[Directions]:
Please rewrite the entries below, starting at the line that has "Where can the gazebo be" and continuing through the last entry, replacing "palm tree" with "coconut palm" and leaving everything else unchanged.

[Dataset extract]:
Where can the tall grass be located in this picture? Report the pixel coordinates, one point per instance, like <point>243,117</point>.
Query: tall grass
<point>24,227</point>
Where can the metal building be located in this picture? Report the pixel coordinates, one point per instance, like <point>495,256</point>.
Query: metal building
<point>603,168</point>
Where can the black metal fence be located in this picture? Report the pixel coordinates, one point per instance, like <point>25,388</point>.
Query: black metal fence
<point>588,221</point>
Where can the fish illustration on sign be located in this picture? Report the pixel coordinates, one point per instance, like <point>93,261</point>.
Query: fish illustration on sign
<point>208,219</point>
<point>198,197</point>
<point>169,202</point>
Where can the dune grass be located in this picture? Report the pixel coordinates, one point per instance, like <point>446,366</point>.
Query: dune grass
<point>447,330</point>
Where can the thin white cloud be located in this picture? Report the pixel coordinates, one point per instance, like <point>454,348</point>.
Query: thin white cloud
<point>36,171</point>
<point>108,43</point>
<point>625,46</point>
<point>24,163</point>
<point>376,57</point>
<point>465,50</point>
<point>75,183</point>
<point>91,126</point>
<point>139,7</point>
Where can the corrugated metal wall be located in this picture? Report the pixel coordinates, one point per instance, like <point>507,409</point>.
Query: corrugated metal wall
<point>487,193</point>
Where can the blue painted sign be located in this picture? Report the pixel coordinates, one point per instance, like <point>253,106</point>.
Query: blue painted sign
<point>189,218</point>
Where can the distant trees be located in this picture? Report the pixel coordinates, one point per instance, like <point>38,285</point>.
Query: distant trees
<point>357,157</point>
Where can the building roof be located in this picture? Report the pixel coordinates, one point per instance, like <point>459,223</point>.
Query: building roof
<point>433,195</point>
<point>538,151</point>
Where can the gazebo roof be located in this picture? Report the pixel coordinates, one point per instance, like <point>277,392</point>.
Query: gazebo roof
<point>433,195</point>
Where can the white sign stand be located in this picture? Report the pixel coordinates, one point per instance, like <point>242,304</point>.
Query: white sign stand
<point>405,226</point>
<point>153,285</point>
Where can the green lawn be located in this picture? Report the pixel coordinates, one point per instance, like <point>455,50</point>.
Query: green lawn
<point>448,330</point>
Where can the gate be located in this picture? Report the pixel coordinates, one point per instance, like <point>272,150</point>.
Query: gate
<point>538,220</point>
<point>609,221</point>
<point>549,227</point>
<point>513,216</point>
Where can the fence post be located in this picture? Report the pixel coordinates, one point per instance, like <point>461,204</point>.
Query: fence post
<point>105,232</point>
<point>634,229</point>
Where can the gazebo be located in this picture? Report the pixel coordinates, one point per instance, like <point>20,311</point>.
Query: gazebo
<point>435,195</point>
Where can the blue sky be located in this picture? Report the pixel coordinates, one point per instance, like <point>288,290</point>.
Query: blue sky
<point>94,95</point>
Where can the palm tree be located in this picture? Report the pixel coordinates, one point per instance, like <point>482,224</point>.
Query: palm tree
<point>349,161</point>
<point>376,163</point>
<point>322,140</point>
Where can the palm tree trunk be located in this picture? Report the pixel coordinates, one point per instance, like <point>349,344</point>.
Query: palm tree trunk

[Task output]:
Where can the gazebo be located in this picture? Report the pixel coordinates, one point per instance, like <point>20,311</point>.
Query: gazebo
<point>435,195</point>
Where can the blue sky be located in this picture? Report the pixel coordinates, one point per instance, like <point>288,290</point>.
Query: blue sky
<point>94,95</point>
Where can the coconut palm be located in this picture? Report the pixel coordinates, one point per instance, like <point>482,224</point>.
Query: coconut palm
<point>349,161</point>
<point>376,163</point>
<point>322,140</point>
Where can the coconut palm trunk be located in this picture? Report the pixel coordinates, one point per instance, like <point>349,344</point>.
Query: coconut palm trunk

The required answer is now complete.